EXCERPT -
BEGIN

To be Romanian and living in Britain is to be both an outsider and the centre of attention. Romanians are talked about constantly, and not in a good way. At any given moment, someone, somewhere, is sitting in the corner of a pub, moaning to his mate about "all the Romanians... coming over here... taking our jobs."
The group now acts as a convenient stand-in for all the supposed ills and awfulness of immigration. Despite being kicked around in casual conversation, most Romanians living and working in the UK have no say in how this country is run.
According to a recent report by the Migrants' Rights Network, only 9 percent of Romanians living here will be eligible to vote at the general election.
Only 8,000 of an estimated 109,000 Romanians living in the UK will be able to enter the ballot box on the 7th of May, because the vast majority of them have not yet acquired citizenship.
Let's face it – 8,000 people don't exactly make for an intimidating voting block. Which means there's nothing to discourage opportunistic politicians having a pop any time they like. Step forward Nigel Farage, UKIP's chortling, tweed-wearing, chain smoker-in-chief. Nigel likes to talk about the Romanians. A lot.
Crime, housing pressures, stresses on the NHS – as far as Farage is concerned, no problem is unrelated to migration from Romania. Earlier in April, he even managed to make the prospect of a rise in the minimum wage an issue about Romanian immigrants, suggesting any raise would have the unwelcome effect of attracting more Romanians.
So how does it feel to be picked on and demonised by British politicians? Which party might the small number of Romanian-Brits be voting for? And who would Romanian citizens living here like to vote for, if they had the chance?

END

INFORMATION SHOWN -
BEGIN

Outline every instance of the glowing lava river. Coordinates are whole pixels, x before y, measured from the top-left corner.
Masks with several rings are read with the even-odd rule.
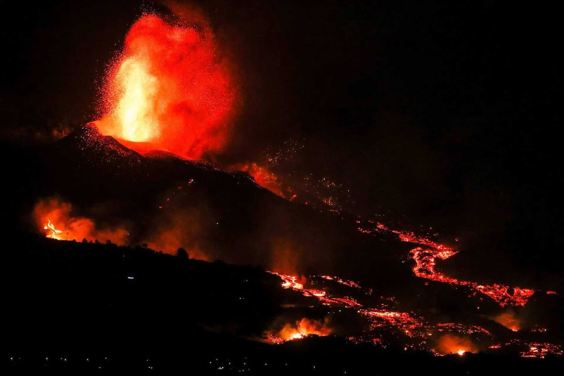
[[[63,233],[67,233],[66,229],[58,229],[49,219],[45,220],[43,228],[48,231],[47,237],[66,240],[61,236]],[[436,270],[435,260],[437,258],[446,259],[456,254],[457,251],[412,233],[390,231],[380,223],[369,232],[365,228],[360,228],[359,231],[364,233],[391,231],[402,241],[415,244],[417,246],[410,251],[409,256],[415,264],[412,270],[416,277],[448,284],[453,288],[465,289],[469,297],[475,298],[482,294],[483,298],[479,298],[481,300],[490,299],[501,308],[517,307],[525,306],[533,294],[537,292],[513,287],[513,294],[510,294],[508,286],[497,284],[481,285],[450,277]],[[403,311],[398,308],[399,303],[395,298],[373,296],[372,289],[364,288],[356,282],[337,276],[311,276],[300,278],[297,276],[269,272],[281,278],[282,287],[296,291],[305,298],[309,302],[306,306],[310,308],[325,307],[329,311],[323,319],[303,317],[294,322],[287,322],[281,328],[267,331],[265,339],[261,340],[263,342],[280,344],[309,335],[338,335],[354,343],[370,343],[384,348],[400,347],[405,351],[423,350],[436,355],[462,356],[466,352],[492,352],[505,347],[517,349],[522,356],[527,357],[543,358],[548,355],[561,356],[564,353],[561,345],[506,335],[498,338],[491,329],[482,326],[468,322],[442,322],[436,318],[426,319],[420,313]],[[350,294],[333,293],[332,287],[335,286],[340,286],[336,290],[347,291]],[[556,294],[553,291],[545,293]],[[334,330],[329,314],[337,312],[347,315],[349,321],[360,320],[363,322],[361,330],[352,334],[342,329]],[[354,317],[356,319],[351,319]],[[512,332],[519,331],[521,329],[518,320],[509,313],[488,319],[490,321],[501,324]],[[546,329],[536,328],[529,331],[545,331]]]
[[[357,223],[360,222],[357,221]],[[536,292],[530,289],[515,287],[512,289],[513,293],[510,293],[512,289],[508,286],[497,284],[482,285],[448,277],[436,270],[436,260],[444,260],[456,254],[457,251],[428,238],[418,237],[413,233],[390,230],[381,223],[376,223],[372,229],[367,230],[365,226],[359,228],[359,231],[365,233],[392,232],[396,234],[402,241],[413,243],[417,246],[410,251],[409,256],[415,264],[412,269],[415,276],[448,284],[453,288],[461,286],[468,290],[469,297],[475,297],[482,294],[483,297],[479,298],[480,300],[489,298],[502,308],[523,307]],[[439,322],[437,320],[428,320],[420,314],[398,310],[396,308],[398,302],[393,297],[380,297],[379,299],[377,297],[378,303],[376,304],[376,307],[368,307],[351,296],[330,294],[325,288],[317,287],[318,285],[325,285],[325,282],[329,281],[347,286],[351,292],[356,290],[362,295],[372,294],[371,289],[363,289],[358,283],[338,277],[312,276],[309,278],[300,279],[296,276],[270,272],[280,277],[284,288],[292,289],[304,297],[316,300],[319,306],[336,309],[338,312],[343,309],[349,310],[365,320],[367,325],[364,326],[362,333],[347,337],[355,343],[369,342],[384,347],[399,345],[406,351],[425,350],[436,355],[457,354],[462,356],[466,352],[493,352],[510,347],[518,349],[523,357],[543,358],[549,354],[561,356],[564,353],[561,345],[528,341],[522,338],[513,338],[504,343],[498,343],[496,342],[496,336],[495,334],[480,326]],[[314,285],[315,287],[313,287]],[[556,293],[545,291],[545,293],[550,294]],[[479,307],[477,308],[479,309]],[[509,313],[489,319],[501,324],[513,332],[518,331],[521,329],[518,320]],[[293,331],[289,335],[287,325],[284,331],[281,330],[277,334],[270,333],[268,340],[280,343],[285,340],[300,339],[308,335],[327,335],[331,334],[331,329],[328,329],[330,325],[327,324],[327,320],[323,325],[319,324],[319,321],[316,322],[317,325],[310,325],[312,330],[307,332],[303,330],[303,325],[297,322],[295,326],[292,326]],[[533,329],[533,331],[535,330],[539,329]],[[546,331],[546,329],[541,328],[540,331]],[[390,338],[394,340],[391,340]]]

END

TASK SET -
**1.** According to the article on Romanians in Britain, which organization's report is the source of the 9 percent figure?
**2.** Do these statements agree with the article on Romanians in Britain? Answer yes or no for each and quote the deciding words. (a) Farage argued that raising the minimum wage could draw more Romanians to the UK. (b) Most Romanians living in the UK have already become citizens. (c) The general election takes place on the 7th of May.
**3.** Resume the article on Romanians in Britain after its final paragraph.

SET OF ANSWERS -
**1.** A recent report by the Migrants' Rights Network.

**2.**
(a) Yes: "suggesting any raise would have the unwelcome effect of attracting more Romanians."
(b) No: "the vast majority of them have not yet acquired citizenship."
(c) Yes: "will be able to enter the ballot box on the 7th of May."

**3.**
Andreea Sima is studying media in London, having worked as a waitress and nanny to help fund her studies. She also organised a demonstration outside Channel 4 HQ recently in protest against the show The Romanians Are Coming. This is the first UK general election she is eligible to vote in.
"It's frustrating to find such focus on Romanian people," she says. "It's only bad things ever shown on TV or talked about in the press. I really didn't expect it when I came to live in the UK. I think the Polish people got it for a while – they were used to discuss everything that was supposed to be bad about immigration. Now it seems to be our turn."
Who will Andrea be voting for?
"I think I'm probably going to vote for Labour and Ed Miliband," Andreea adds. "I like that Labour has talked about making student fees less expensive, and acknowledged how expensive housing can be. I prefer them to the Conservative Party, which is a fancier version of UKIP."
Victor Spirescu was the first Romanian to arrive in Britain in January 2014, after temporary work restrictions on Romanian and Bulgarian citizens were lifted. He was greeted at Luton airport by a scrum of photographers and the camera-keen MP Keith Vaz. Victor has now settled down in South East London and runs a company installing ventilation systems.
"Most English people have been nice to me," he says. "But the attention on Romanians has been crazy. We are like any young Europeans – we come here to work hard. But people get us mixed up with the Roma gypsies, and so that creates negative perception."
So who would Victor vote for?
"Well, Nigel Farage – I wouldn't vote for him," he says. "UKIP attack Romanians, talking negatively all the time. We help grow the British economy. If you don't speak well of my nation, how can I like you?"
"I'm not really interested in politics – I'm here to work hard and make money. Maybe in a few years, because I have a business here, I'll become more interested in British politics. David Cameron seems an OK guy. Maybe I would vote for him if he's a business guy."
Dr Tommy Tomescu is a Romanian dentist working in Britain since 2010, and is not eligible to vote. He runs the Europeans Party, a protest group that recently launched a claim at the High Court seeking to give EU citizens in the UK the same rights as citizens of Commonwealth countries living here: the right to vote at the general election.
"The present arrangement is not fair," he says. "If we are paying taxes here and are resident here, shouldn't we also be allowed to vote? It's not good for democracy. Don't we want people to integrate? Not being able to vote makes it too easy for politicians here to ignore or attack us."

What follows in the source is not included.